-- Natural language region descriptions --
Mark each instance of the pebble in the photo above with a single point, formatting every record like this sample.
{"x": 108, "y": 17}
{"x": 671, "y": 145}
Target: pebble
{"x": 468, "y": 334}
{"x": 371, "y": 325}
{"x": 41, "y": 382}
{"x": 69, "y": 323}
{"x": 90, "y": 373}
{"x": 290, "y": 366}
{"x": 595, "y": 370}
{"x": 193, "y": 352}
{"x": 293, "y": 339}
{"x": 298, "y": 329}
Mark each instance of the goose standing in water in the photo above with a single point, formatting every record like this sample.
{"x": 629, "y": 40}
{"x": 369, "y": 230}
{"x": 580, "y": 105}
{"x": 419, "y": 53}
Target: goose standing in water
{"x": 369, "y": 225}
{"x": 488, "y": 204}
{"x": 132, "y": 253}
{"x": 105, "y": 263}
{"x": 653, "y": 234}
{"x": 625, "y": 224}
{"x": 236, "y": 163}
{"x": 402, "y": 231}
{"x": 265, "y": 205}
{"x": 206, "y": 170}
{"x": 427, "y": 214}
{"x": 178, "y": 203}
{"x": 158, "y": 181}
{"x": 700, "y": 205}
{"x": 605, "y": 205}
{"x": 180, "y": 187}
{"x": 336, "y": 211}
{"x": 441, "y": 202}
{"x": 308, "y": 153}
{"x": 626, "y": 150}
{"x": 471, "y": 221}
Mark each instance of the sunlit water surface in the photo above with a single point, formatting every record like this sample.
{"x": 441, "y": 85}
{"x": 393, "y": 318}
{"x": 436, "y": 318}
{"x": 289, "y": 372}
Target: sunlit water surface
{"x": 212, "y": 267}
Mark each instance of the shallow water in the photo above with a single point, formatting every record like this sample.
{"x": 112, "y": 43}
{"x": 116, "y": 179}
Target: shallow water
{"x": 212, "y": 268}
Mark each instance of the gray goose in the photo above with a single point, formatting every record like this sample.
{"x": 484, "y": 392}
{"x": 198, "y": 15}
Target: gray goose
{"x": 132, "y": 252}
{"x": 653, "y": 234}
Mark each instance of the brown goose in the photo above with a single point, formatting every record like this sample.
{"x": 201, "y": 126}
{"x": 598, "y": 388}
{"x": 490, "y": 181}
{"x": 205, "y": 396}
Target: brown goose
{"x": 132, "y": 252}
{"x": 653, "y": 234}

-- Goal of the exercise --
Your answer should be every entry above, repeated exactly.

-- Written solution --
Mark each instance of the pebble in the photo above with a single point, formatting every record like this sample.
{"x": 108, "y": 17}
{"x": 671, "y": 145}
Target: pebble
{"x": 468, "y": 334}
{"x": 371, "y": 325}
{"x": 41, "y": 382}
{"x": 69, "y": 323}
{"x": 90, "y": 373}
{"x": 290, "y": 366}
{"x": 595, "y": 370}
{"x": 193, "y": 352}
{"x": 293, "y": 339}
{"x": 298, "y": 329}
Mark each instance of the goose standing in water in the photo above with a single point, formatting every record like this sample.
{"x": 629, "y": 40}
{"x": 369, "y": 230}
{"x": 580, "y": 105}
{"x": 419, "y": 53}
Target: goose standing in water
{"x": 369, "y": 225}
{"x": 488, "y": 204}
{"x": 132, "y": 253}
{"x": 105, "y": 263}
{"x": 653, "y": 234}
{"x": 625, "y": 224}
{"x": 236, "y": 163}
{"x": 402, "y": 231}
{"x": 265, "y": 205}
{"x": 206, "y": 170}
{"x": 427, "y": 214}
{"x": 178, "y": 203}
{"x": 158, "y": 181}
{"x": 700, "y": 205}
{"x": 605, "y": 205}
{"x": 180, "y": 187}
{"x": 336, "y": 211}
{"x": 441, "y": 202}
{"x": 308, "y": 153}
{"x": 626, "y": 150}
{"x": 471, "y": 221}
Mark each instance of the sunlit water surface in the photo above with a single point, formatting every record like this sample.
{"x": 441, "y": 85}
{"x": 393, "y": 318}
{"x": 436, "y": 318}
{"x": 289, "y": 372}
Target: sunlit water surface
{"x": 212, "y": 267}
Mark each instance of the shallow water in the photo above with a single point, formatting every record like this sample.
{"x": 112, "y": 43}
{"x": 116, "y": 179}
Target: shallow water
{"x": 212, "y": 268}
Mark each instance of the gray goose in the photo above with a single point, formatting every record like this sample.
{"x": 484, "y": 392}
{"x": 198, "y": 15}
Target: gray goose
{"x": 132, "y": 252}
{"x": 653, "y": 234}
Mark each instance of the brown goose in the photo above with a single point, formatting every record like this sample.
{"x": 201, "y": 126}
{"x": 598, "y": 388}
{"x": 490, "y": 181}
{"x": 205, "y": 396}
Target: brown goose
{"x": 132, "y": 252}
{"x": 653, "y": 234}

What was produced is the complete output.